# [THE TASK]
Reproduce all of the records below, requests included, starting at the first line of the records and stopping after the line that contains "[[[147,127],[147,115],[141,115],[139,116],[139,130],[148,130]]]", and add 133 to every coordinate in the answer outlines. Keep the coordinates in the requests and their sample formats unchanged.

Excerpt from a dataset
— Begin —

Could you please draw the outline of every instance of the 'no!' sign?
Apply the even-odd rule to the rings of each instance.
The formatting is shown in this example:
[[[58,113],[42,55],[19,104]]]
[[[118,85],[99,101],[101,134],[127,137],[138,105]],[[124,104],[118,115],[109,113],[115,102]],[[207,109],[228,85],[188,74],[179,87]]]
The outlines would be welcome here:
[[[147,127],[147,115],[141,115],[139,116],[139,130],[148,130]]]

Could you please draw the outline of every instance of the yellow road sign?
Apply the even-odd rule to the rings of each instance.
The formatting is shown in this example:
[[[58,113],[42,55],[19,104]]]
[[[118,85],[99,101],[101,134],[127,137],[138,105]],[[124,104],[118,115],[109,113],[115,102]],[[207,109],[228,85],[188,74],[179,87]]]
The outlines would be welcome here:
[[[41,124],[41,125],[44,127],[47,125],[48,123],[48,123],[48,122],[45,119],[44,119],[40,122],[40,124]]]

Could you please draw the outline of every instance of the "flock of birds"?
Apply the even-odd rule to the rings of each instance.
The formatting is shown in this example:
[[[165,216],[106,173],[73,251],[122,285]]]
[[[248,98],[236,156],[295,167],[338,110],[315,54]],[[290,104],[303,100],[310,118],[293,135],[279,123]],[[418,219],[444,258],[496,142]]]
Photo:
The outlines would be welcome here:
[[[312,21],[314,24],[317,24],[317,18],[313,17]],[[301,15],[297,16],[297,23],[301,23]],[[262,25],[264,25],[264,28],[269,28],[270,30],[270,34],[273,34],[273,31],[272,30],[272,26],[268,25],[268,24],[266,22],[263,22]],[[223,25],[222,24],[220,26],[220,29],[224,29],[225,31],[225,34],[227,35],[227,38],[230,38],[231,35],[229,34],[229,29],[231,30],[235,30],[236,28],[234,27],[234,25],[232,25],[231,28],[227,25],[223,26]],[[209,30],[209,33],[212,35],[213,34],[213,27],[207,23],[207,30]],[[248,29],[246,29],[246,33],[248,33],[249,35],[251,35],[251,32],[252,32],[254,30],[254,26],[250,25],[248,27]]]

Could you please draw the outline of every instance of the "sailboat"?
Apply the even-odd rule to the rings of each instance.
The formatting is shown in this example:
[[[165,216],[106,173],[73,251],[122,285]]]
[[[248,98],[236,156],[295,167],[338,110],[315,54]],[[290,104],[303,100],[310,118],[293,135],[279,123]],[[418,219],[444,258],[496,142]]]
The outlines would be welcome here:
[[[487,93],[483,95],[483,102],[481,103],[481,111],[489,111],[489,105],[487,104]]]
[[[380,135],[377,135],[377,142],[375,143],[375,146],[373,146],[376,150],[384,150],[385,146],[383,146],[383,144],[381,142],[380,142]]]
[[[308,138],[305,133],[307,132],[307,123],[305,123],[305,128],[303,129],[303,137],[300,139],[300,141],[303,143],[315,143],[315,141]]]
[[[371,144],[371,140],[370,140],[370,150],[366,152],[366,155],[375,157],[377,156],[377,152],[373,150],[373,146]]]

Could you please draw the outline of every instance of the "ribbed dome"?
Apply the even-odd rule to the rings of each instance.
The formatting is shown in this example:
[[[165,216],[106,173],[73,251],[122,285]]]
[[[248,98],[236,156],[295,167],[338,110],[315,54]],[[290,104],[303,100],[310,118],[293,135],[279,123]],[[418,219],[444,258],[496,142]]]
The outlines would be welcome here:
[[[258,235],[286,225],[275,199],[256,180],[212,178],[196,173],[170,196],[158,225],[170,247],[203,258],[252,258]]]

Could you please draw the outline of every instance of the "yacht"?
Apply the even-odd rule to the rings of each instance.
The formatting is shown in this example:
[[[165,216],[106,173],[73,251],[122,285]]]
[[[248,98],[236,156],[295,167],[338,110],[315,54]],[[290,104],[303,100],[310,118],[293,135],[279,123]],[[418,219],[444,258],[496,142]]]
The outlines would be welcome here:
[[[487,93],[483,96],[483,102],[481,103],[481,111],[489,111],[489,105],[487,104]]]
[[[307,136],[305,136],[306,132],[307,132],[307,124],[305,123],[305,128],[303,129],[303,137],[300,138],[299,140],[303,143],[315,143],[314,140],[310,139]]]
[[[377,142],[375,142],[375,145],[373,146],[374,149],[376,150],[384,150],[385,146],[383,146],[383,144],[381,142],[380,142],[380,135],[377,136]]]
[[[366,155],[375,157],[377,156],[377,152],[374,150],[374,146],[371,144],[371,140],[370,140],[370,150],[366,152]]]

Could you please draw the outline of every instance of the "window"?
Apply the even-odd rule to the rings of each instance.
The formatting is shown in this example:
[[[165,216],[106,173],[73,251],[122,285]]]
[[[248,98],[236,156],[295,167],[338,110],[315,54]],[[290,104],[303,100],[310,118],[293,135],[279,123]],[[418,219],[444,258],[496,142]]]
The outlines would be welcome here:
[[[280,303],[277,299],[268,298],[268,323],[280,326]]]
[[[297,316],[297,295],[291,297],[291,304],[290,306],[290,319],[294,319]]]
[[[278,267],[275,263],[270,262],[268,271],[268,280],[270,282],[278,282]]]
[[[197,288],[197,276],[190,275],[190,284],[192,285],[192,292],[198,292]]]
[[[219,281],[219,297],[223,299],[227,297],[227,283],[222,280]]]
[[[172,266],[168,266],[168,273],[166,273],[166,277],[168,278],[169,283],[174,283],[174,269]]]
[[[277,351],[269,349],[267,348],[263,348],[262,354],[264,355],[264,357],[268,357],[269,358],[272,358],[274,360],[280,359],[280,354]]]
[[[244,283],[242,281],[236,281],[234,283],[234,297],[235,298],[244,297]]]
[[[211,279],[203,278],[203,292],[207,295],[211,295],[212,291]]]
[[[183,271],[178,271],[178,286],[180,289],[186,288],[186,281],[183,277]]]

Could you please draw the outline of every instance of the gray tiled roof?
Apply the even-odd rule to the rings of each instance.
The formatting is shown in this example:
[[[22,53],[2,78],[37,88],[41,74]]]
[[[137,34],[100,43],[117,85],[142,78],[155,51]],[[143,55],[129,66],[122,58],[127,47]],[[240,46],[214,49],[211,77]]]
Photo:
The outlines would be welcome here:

— End —

# [RESPONSE TO THE TASK]
Could you please draw the outline of every instance of the 'no!' sign?
Apply the even-odd rule to the rings of each instance.
The formatting is shown in this example:
[[[58,113],[42,55],[19,104]]]
[[[118,85],[99,101],[101,134],[127,137],[138,105]],[[124,104],[118,115],[109,113],[115,102]],[[207,109],[228,85],[188,74],[179,87]]]
The outlines would be welcome here:
[[[280,260],[280,248],[274,248],[272,249],[272,263],[281,263]]]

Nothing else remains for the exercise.